- **Instructions for the task**: Render every line of the data below as a Markdown table with the columns Row and Line, numbering the rows and skipping blank lines. Leave the pictures out of the table.

┄┄┄┄┄┄┄┄┄┄

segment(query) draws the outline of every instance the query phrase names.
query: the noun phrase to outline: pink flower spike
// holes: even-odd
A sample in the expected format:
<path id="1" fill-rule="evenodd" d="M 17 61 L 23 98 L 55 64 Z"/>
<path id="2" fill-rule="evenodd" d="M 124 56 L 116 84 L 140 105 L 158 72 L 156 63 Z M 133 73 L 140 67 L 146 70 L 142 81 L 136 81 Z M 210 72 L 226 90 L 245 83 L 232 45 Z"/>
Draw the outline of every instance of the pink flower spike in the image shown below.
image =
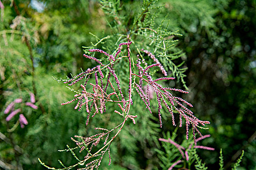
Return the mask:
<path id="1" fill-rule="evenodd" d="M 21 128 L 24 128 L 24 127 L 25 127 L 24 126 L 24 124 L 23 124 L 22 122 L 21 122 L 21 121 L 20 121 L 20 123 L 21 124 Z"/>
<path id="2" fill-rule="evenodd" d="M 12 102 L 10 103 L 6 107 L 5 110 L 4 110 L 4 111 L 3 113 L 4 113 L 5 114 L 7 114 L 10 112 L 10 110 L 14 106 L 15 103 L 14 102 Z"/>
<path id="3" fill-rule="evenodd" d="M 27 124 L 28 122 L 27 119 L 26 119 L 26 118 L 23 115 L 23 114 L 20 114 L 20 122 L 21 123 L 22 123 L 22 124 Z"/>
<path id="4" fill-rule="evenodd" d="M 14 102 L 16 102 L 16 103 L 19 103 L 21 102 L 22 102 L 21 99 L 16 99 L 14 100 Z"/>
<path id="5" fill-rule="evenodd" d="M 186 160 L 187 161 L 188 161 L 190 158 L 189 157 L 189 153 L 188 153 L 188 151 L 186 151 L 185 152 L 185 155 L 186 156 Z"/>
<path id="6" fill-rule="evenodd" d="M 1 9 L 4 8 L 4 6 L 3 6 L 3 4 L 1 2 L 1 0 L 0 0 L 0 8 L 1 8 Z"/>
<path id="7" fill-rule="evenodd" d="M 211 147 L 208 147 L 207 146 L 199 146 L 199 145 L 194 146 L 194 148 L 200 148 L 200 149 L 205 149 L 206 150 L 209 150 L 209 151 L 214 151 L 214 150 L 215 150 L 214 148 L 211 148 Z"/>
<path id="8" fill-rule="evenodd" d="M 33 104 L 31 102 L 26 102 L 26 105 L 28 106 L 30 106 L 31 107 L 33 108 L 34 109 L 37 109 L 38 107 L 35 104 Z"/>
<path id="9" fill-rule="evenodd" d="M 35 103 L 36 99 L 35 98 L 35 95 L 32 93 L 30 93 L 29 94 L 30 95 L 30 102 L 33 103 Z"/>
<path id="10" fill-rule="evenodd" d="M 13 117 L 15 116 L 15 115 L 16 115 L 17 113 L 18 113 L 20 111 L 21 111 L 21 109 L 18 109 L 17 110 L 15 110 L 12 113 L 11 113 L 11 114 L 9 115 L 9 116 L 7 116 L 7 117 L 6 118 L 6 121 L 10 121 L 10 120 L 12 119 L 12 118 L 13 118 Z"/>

┄┄┄┄┄┄┄┄┄┄

- **Result for this task**:
| Row | Line |
|---|---|
| 1 | segment(query) draws the outline of every instance the query phrase names. |
| 2 | query: the noun phrase to outline: pink flower spike |
| 3 | // holes: even-odd |
| 4 | A sample in the expected format: |
| 5 | <path id="1" fill-rule="evenodd" d="M 17 61 L 23 98 L 55 64 Z"/> |
| 6 | <path id="2" fill-rule="evenodd" d="M 124 56 L 116 84 L 140 105 L 158 72 L 156 63 Z M 133 73 L 140 67 L 146 70 L 142 81 L 136 81 Z M 210 72 L 226 90 L 245 83 L 232 45 Z"/> |
| 7 | Draw the outline of every instance of the pink flower spike in the image shown below. |
| 8 | image = |
| 9 | Return the mask: |
| 10 | <path id="1" fill-rule="evenodd" d="M 21 128 L 24 128 L 24 127 L 25 127 L 24 126 L 24 124 L 23 124 L 22 122 L 21 122 L 21 121 L 20 121 L 20 123 L 21 124 Z"/> |
| 11 | <path id="2" fill-rule="evenodd" d="M 12 102 L 10 103 L 6 107 L 5 110 L 4 110 L 4 111 L 3 113 L 4 113 L 5 114 L 7 114 L 10 112 L 10 110 L 14 106 L 15 103 L 14 102 Z"/> |
| 12 | <path id="3" fill-rule="evenodd" d="M 27 124 L 28 122 L 27 119 L 26 119 L 26 118 L 23 115 L 23 114 L 20 114 L 20 122 L 21 123 L 22 123 L 22 124 Z"/> |
| 13 | <path id="4" fill-rule="evenodd" d="M 14 102 L 16 102 L 16 103 L 19 103 L 21 102 L 22 102 L 21 99 L 16 99 L 14 100 Z"/> |
| 14 | <path id="5" fill-rule="evenodd" d="M 186 160 L 187 161 L 188 161 L 190 158 L 189 157 L 189 153 L 188 153 L 188 151 L 186 151 L 185 152 L 185 155 L 186 156 Z"/> |
| 15 | <path id="6" fill-rule="evenodd" d="M 1 9 L 4 8 L 4 6 L 3 6 L 3 4 L 1 2 L 1 0 L 0 0 L 0 8 L 1 8 Z"/> |
| 16 | <path id="7" fill-rule="evenodd" d="M 211 147 L 208 147 L 207 146 L 199 146 L 199 145 L 194 146 L 194 148 L 200 148 L 200 149 L 205 149 L 206 150 L 209 150 L 209 151 L 214 151 L 214 150 L 215 150 L 214 148 L 211 148 Z"/> |
| 17 | <path id="8" fill-rule="evenodd" d="M 33 104 L 31 102 L 26 102 L 26 105 L 28 106 L 30 106 L 31 107 L 33 108 L 34 109 L 37 109 L 38 107 L 35 104 Z"/> |
| 18 | <path id="9" fill-rule="evenodd" d="M 35 103 L 36 99 L 35 98 L 35 95 L 32 93 L 30 93 L 29 94 L 30 95 L 30 102 L 33 103 Z"/> |
| 19 | <path id="10" fill-rule="evenodd" d="M 13 117 L 15 116 L 15 115 L 16 115 L 17 113 L 18 113 L 20 111 L 21 111 L 21 109 L 18 109 L 17 110 L 15 110 L 12 113 L 11 113 L 11 114 L 9 115 L 9 116 L 7 116 L 7 117 L 6 118 L 6 121 L 10 121 L 10 120 L 12 119 L 12 118 L 13 118 Z"/> |